> _AIM_
Please extract every line below that contains the string "outlines", copying each one in full.

(Outline entries for images)
## Start

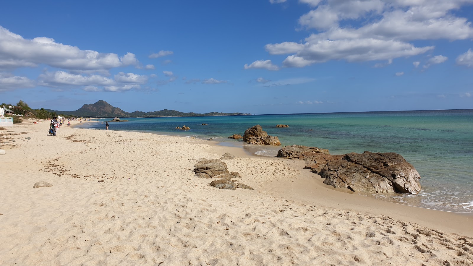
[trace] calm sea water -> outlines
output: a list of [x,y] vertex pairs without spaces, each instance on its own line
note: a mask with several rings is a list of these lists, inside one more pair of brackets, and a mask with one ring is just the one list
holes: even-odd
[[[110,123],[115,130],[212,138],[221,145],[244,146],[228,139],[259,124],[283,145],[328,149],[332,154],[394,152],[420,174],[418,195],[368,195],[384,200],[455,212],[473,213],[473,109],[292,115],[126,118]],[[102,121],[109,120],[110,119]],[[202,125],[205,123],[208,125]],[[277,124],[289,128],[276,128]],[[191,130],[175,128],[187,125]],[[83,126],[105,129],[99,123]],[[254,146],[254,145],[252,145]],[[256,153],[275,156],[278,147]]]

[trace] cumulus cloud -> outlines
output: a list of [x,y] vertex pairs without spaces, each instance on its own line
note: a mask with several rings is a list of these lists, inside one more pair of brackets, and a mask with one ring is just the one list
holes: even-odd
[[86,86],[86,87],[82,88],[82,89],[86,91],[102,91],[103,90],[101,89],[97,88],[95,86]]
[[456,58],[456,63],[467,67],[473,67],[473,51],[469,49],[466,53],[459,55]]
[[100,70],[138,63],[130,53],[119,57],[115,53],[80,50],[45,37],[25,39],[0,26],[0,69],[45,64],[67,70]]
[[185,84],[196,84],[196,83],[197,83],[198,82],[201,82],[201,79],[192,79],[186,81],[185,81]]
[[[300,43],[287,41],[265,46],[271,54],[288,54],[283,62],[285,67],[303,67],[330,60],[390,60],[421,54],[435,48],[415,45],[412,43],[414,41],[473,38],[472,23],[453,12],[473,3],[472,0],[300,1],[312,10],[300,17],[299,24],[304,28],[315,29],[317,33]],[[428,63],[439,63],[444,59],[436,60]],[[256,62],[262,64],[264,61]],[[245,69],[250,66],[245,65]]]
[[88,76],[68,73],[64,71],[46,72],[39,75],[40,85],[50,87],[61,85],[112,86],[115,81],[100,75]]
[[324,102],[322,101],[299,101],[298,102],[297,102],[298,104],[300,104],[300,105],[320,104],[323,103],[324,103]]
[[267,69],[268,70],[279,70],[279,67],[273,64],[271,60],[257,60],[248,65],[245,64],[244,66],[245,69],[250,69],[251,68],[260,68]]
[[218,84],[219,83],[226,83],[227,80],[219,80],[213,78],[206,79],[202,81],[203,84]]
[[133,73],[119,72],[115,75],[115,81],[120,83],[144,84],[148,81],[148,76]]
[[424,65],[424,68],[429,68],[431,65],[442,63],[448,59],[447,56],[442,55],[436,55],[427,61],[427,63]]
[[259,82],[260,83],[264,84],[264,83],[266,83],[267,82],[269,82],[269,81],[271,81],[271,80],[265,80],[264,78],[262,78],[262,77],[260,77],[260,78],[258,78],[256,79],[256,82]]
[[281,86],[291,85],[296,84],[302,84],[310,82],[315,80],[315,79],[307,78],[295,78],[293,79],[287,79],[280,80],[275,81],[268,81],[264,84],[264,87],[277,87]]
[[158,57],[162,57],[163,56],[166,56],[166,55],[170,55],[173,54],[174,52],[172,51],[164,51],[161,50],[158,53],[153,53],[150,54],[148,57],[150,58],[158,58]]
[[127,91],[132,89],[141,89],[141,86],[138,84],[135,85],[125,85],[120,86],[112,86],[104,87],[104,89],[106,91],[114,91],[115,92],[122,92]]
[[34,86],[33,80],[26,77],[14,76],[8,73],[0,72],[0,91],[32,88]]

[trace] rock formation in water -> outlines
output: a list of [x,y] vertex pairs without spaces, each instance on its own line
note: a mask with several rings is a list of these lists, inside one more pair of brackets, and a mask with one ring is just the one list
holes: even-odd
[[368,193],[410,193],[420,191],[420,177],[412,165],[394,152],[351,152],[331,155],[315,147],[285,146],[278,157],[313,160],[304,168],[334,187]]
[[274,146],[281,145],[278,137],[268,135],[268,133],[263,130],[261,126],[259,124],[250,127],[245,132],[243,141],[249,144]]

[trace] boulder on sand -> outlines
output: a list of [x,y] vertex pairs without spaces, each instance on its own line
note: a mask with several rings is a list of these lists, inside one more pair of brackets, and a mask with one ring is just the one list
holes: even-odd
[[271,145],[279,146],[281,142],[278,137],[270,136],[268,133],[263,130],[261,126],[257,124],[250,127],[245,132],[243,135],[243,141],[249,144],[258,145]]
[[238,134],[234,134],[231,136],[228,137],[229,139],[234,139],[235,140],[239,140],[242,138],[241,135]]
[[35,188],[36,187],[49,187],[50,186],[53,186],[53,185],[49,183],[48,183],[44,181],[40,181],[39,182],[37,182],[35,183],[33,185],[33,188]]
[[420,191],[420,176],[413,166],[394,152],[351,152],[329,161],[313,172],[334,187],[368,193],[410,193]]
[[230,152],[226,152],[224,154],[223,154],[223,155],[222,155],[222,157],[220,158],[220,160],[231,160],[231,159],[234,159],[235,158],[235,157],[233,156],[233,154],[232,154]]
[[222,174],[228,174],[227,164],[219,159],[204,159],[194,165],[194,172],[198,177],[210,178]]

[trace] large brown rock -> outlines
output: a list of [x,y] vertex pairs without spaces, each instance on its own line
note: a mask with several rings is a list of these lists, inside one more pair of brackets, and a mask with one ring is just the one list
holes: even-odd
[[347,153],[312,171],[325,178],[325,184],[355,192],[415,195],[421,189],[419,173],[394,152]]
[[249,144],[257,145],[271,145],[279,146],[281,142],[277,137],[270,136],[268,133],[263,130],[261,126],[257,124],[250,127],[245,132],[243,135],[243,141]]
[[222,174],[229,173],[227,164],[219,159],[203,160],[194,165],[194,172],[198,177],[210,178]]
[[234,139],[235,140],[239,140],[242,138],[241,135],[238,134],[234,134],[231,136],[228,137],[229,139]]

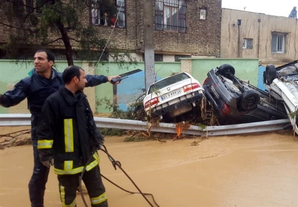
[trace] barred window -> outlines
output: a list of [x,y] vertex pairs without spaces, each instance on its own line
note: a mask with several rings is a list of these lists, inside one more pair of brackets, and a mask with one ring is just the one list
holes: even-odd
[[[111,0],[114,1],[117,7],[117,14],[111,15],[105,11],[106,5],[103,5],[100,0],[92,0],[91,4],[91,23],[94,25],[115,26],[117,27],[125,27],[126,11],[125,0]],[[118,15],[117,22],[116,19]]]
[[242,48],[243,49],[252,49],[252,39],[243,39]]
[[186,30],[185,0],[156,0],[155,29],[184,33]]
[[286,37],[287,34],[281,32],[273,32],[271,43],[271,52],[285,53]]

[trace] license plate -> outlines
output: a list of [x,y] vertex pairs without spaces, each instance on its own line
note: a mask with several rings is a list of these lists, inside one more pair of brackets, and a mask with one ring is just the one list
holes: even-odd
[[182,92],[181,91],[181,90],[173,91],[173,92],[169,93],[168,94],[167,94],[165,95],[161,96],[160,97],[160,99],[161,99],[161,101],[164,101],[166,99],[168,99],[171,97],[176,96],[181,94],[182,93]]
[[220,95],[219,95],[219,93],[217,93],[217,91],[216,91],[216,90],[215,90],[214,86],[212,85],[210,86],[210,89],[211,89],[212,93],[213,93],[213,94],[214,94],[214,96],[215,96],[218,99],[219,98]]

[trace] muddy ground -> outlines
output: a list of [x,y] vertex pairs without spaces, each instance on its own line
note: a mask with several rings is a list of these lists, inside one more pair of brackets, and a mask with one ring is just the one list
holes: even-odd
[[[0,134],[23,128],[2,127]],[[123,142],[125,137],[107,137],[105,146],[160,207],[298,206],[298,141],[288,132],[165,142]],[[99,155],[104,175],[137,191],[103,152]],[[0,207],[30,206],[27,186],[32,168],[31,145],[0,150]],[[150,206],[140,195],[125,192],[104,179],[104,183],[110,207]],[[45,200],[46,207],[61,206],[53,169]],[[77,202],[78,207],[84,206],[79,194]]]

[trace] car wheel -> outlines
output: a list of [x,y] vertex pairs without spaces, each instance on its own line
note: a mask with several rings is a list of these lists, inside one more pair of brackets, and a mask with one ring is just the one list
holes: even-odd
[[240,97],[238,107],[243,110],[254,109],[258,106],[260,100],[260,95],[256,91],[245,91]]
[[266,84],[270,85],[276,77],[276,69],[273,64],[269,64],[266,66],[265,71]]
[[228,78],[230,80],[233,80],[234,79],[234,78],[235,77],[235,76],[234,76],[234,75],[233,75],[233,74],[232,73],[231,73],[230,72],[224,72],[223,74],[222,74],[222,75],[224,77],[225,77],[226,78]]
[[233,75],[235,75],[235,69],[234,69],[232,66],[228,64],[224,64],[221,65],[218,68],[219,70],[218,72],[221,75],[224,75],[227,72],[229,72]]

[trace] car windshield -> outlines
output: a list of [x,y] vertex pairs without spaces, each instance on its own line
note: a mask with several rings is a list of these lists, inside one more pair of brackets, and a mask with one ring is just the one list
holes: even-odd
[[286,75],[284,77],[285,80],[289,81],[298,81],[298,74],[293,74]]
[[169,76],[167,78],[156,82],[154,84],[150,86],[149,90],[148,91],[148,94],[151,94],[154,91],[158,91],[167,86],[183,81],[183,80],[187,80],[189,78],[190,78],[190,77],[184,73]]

## End

> _WRITTEN RESPONSE_
[trace] calm sea water -> outlines
[trace] cumulus cloud -> outlines
[trace] rock formation in water -> outlines
[trace] boulder on sand -> outlines
[trace] large brown rock -> outlines
[trace] barred window -> outlines
[trace] license plate -> outlines
[trace] muddy ground -> outlines
[trace] car wheel -> outlines
[trace] car windshield -> outlines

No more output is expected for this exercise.